To be done
Convert every one of the items below into a Markdown table with two columns, Row and Line. Number each row and put one line in each, leaving out blank lines.
※
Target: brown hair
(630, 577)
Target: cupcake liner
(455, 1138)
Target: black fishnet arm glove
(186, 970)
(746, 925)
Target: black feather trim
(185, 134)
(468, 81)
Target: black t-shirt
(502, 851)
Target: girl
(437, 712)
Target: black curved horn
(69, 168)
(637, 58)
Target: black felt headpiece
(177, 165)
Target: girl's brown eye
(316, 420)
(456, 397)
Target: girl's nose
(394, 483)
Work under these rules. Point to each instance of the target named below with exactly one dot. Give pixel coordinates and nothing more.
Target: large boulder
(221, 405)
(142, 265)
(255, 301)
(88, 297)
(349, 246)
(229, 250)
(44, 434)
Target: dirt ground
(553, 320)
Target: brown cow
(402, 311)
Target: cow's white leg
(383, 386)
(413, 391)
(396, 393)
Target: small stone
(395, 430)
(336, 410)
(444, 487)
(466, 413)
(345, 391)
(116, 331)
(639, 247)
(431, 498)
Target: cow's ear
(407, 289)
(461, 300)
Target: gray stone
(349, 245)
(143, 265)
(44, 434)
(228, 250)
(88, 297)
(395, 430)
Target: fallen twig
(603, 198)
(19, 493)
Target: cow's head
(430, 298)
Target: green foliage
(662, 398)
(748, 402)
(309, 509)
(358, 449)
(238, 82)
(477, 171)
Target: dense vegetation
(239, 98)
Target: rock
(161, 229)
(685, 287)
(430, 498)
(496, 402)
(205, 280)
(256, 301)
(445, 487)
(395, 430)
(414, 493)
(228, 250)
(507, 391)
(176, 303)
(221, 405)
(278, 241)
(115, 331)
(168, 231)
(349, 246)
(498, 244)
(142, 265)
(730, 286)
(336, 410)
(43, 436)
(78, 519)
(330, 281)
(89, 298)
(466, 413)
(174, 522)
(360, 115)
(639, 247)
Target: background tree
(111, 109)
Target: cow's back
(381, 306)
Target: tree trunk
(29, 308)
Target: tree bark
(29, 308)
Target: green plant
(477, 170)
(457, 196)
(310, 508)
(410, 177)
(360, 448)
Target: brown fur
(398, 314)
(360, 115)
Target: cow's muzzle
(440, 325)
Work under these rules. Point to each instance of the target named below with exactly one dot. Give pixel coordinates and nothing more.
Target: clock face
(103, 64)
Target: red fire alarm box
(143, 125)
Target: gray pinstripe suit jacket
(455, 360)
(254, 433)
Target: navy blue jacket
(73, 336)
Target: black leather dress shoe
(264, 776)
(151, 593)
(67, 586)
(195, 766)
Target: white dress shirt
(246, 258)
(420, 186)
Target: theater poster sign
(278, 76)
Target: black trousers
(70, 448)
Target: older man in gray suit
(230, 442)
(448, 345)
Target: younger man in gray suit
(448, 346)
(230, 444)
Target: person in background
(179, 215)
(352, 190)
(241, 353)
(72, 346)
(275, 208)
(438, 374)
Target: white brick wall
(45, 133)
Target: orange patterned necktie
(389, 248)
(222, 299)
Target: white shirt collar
※
Expected output
| Row | Line |
|---|---|
| 1 | Target: brown hair |
| 2 | (630, 577) |
| 3 | Target: cupcake liner |
| 4 | (455, 1138) |
| 5 | Target: black fishnet arm glove |
| 6 | (186, 970) |
| 7 | (746, 925) |
| 8 | Target: black feather trim |
| 9 | (185, 134) |
| 10 | (468, 81) |
| 11 | Target: black t-shirt |
| 12 | (502, 851) |
| 13 | Target: girl |
| 14 | (437, 712) |
| 15 | Target: black curved horn |
| 16 | (69, 168) |
| 17 | (637, 58) |
| 18 | Target: black felt headpiece |
| 19 | (177, 165) |
| 20 | Target: girl's brown eye |
| 21 | (316, 420) |
| 22 | (456, 397) |
| 23 | Target: girl's nose |
| 24 | (394, 483) |
| 25 | Work under these rules. Point to each instance of the target named below with exactly one dot. Give pixel coordinates and nothing more. |
| 26 | Target: large boulder |
| 27 | (221, 405) |
| 28 | (142, 265) |
| 29 | (255, 301) |
| 30 | (88, 297) |
| 31 | (349, 246) |
| 32 | (229, 250) |
| 33 | (44, 434) |
| 34 | Target: dirt ground |
| 35 | (553, 320) |
| 36 | Target: brown cow |
| 37 | (402, 311) |
| 38 | Target: cow's white leg |
| 39 | (383, 386) |
| 40 | (413, 391) |
| 41 | (396, 393) |
| 42 | Target: small stone |
| 43 | (395, 430) |
| 44 | (336, 410) |
| 45 | (444, 487) |
| 46 | (466, 413) |
| 47 | (345, 391) |
| 48 | (116, 331) |
| 49 | (639, 247) |
| 50 | (431, 498) |
| 51 | Target: cow's ear |
| 52 | (407, 289) |
| 53 | (461, 300) |
| 54 | Target: gray stone |
| 55 | (349, 245) |
| 56 | (143, 265) |
| 57 | (44, 434) |
| 58 | (228, 250) |
| 59 | (88, 297) |
| 60 | (395, 430) |
| 61 | Target: fallen twig |
| 62 | (603, 198) |
| 63 | (19, 493) |
| 64 | Target: cow's head |
| 65 | (430, 298) |
| 66 | Target: green foliage |
| 67 | (662, 398) |
| 68 | (748, 402) |
| 69 | (309, 509) |
| 70 | (358, 449) |
| 71 | (238, 82) |
| 72 | (477, 171) |
| 73 | Target: dense vegetation |
| 74 | (239, 98) |
| 75 | Target: rock |
| 76 | (161, 229) |
| 77 | (685, 287) |
| 78 | (430, 498) |
| 79 | (496, 402) |
| 80 | (205, 280) |
| 81 | (256, 301) |
| 82 | (445, 487) |
| 83 | (395, 430) |
| 84 | (414, 493) |
| 85 | (228, 250) |
| 86 | (507, 391) |
| 87 | (176, 303) |
| 88 | (221, 405) |
| 89 | (278, 241) |
| 90 | (115, 331) |
| 91 | (168, 231) |
| 92 | (349, 246) |
| 93 | (498, 244) |
| 94 | (142, 265) |
| 95 | (730, 286) |
| 96 | (336, 410) |
| 97 | (43, 436) |
| 98 | (78, 519) |
| 99 | (330, 281) |
| 100 | (89, 298) |
| 101 | (466, 413) |
| 102 | (174, 522) |
| 103 | (360, 115) |
| 104 | (639, 247) |
| 105 | Target: background tree |
| 106 | (111, 109) |
| 107 | Target: cow's back |
| 108 | (381, 306) |
| 109 | Target: tree trunk |
| 110 | (29, 308) |
| 111 | Target: tree bark |
| 112 | (29, 308) |
| 113 | Target: green plant |
| 114 | (477, 170) |
| 115 | (457, 196) |
| 116 | (310, 508) |
| 117 | (410, 177) |
| 118 | (360, 448) |
| 119 | Target: brown fur |
| 120 | (398, 314) |
| 121 | (360, 115) |
| 122 | Target: cow's muzzle |
| 123 | (440, 325) |
| 124 | Work under these rules. Point to each instance of the target named below with exactly one dot. Give pixel coordinates and nothing more. |
| 125 | Target: clock face |
| 126 | (103, 64) |
| 127 | Target: red fire alarm box |
| 128 | (143, 125) |
| 129 | Target: gray pinstripe suit jacket |
| 130 | (455, 360) |
| 131 | (254, 433) |
| 132 | Target: navy blue jacket |
| 133 | (73, 336) |
| 134 | Target: black leather dress shoe |
| 135 | (264, 776) |
| 136 | (151, 593) |
| 137 | (67, 586) |
| 138 | (195, 766) |
| 139 | Target: white dress shirt |
| 140 | (246, 258) |
| 141 | (420, 186) |
| 142 | Target: theater poster sign |
| 143 | (278, 76) |
| 144 | Target: black trousers |
| 145 | (70, 448) |
| 146 | Target: older man in gray suit |
| 147 | (230, 442) |
| 148 | (448, 345) |
| 149 | Target: younger man in gray suit |
| 150 | (448, 346) |
| 151 | (230, 444) |
| 152 | Target: person in background |
| 153 | (179, 215) |
| 154 | (352, 190) |
| 155 | (241, 353) |
| 156 | (72, 346) |
| 157 | (275, 208) |
| 158 | (438, 374) |
| 159 | Target: white brick wall |
| 160 | (45, 133) |
| 161 | Target: orange patterned necktie |
| 162 | (389, 248) |
| 163 | (222, 299) |
| 164 | Target: white shirt collar |